## The exercise
Quote the data below word for word, from the line that contains "Pick out the snow" through the last line of the data, both included.
Start of Extracted material
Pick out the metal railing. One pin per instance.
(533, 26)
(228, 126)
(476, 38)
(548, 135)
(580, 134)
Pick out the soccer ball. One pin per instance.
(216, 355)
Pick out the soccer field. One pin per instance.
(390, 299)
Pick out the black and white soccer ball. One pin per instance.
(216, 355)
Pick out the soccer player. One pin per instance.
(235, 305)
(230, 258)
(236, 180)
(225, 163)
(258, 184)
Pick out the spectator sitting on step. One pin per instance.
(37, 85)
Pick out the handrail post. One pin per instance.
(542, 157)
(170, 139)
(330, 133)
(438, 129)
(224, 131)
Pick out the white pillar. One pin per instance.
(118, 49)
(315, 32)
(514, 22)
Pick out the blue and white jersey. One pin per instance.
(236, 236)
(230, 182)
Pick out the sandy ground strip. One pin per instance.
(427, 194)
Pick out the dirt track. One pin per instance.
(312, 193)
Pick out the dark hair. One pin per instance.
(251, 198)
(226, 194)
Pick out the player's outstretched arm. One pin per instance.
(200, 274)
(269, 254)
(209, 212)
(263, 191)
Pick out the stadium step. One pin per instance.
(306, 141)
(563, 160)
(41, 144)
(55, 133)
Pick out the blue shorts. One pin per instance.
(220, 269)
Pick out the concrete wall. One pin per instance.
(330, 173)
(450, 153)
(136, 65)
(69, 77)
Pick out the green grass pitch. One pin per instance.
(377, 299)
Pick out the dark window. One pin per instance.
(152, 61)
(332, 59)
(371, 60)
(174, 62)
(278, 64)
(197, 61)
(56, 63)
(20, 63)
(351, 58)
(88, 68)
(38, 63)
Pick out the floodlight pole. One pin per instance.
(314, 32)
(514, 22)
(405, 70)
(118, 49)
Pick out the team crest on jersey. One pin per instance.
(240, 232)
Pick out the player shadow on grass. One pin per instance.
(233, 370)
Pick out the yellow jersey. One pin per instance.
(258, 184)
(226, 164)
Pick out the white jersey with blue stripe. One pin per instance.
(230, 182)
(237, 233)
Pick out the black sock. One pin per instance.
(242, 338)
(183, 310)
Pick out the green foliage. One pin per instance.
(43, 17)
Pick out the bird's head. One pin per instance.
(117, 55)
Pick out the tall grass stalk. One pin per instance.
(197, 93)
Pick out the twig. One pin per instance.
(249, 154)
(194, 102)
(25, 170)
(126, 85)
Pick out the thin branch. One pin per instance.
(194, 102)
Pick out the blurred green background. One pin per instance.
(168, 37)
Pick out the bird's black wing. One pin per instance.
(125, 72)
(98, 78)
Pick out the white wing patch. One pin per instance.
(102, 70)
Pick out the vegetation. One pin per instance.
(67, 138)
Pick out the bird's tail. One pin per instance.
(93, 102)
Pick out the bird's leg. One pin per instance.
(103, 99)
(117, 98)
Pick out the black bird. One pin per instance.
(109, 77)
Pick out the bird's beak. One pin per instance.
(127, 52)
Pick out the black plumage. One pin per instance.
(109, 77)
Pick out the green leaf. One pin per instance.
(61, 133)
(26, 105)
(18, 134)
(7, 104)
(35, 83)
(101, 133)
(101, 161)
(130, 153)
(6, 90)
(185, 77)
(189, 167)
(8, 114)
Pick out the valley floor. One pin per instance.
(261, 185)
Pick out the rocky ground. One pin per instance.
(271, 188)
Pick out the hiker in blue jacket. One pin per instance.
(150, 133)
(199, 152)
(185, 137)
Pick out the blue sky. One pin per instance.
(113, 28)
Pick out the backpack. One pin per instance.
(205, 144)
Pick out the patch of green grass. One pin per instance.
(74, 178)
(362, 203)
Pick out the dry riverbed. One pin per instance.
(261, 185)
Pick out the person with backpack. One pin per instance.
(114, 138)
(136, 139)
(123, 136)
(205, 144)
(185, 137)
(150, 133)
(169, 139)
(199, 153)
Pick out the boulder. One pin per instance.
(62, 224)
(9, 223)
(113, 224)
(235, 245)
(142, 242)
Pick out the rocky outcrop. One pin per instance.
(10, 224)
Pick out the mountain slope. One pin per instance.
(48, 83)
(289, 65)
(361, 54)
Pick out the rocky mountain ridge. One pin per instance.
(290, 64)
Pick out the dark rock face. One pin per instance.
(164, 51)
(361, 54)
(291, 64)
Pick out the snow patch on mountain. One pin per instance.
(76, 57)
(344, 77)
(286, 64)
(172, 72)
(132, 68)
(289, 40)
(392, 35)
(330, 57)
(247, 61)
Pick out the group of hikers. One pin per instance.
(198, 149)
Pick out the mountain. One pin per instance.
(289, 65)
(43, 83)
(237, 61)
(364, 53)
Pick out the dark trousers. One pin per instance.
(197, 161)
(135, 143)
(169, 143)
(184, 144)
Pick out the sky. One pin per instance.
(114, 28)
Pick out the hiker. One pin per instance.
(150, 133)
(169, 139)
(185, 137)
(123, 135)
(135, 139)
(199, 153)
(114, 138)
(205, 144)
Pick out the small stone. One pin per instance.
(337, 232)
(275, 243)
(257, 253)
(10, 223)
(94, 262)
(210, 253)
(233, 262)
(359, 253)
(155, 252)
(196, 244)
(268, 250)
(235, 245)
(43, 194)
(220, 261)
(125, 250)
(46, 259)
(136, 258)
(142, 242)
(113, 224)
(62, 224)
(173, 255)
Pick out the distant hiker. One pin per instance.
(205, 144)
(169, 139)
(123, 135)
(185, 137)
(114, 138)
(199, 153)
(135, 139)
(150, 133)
End of Extracted material
## Task response
Pick out the snow patch on mountain. One pin per instance.
(76, 57)
(344, 77)
(286, 64)
(172, 72)
(132, 68)
(289, 40)
(392, 35)
(330, 57)
(247, 61)
Pick out the group of hikers. One pin per instance.
(198, 149)
Pick out the mountain. One pin per instance.
(289, 65)
(43, 83)
(237, 61)
(364, 53)
Pick out the dark trousers. One pin per instance.
(197, 161)
(135, 143)
(169, 143)
(184, 144)
Pick out the sky. One pin per instance.
(114, 28)
Pick out the hiker. One pin per instance.
(150, 133)
(169, 139)
(185, 137)
(123, 135)
(135, 139)
(199, 153)
(114, 138)
(205, 144)
Pick out the small stone. One pin per instance.
(337, 232)
(275, 243)
(257, 253)
(10, 223)
(94, 262)
(210, 253)
(233, 262)
(359, 253)
(155, 252)
(196, 244)
(268, 250)
(235, 245)
(43, 194)
(220, 261)
(125, 250)
(46, 259)
(136, 258)
(142, 242)
(113, 224)
(62, 224)
(173, 255)
Pick out the distant hiker. One pin per instance.
(205, 144)
(169, 139)
(123, 135)
(185, 137)
(114, 138)
(199, 153)
(135, 139)
(150, 133)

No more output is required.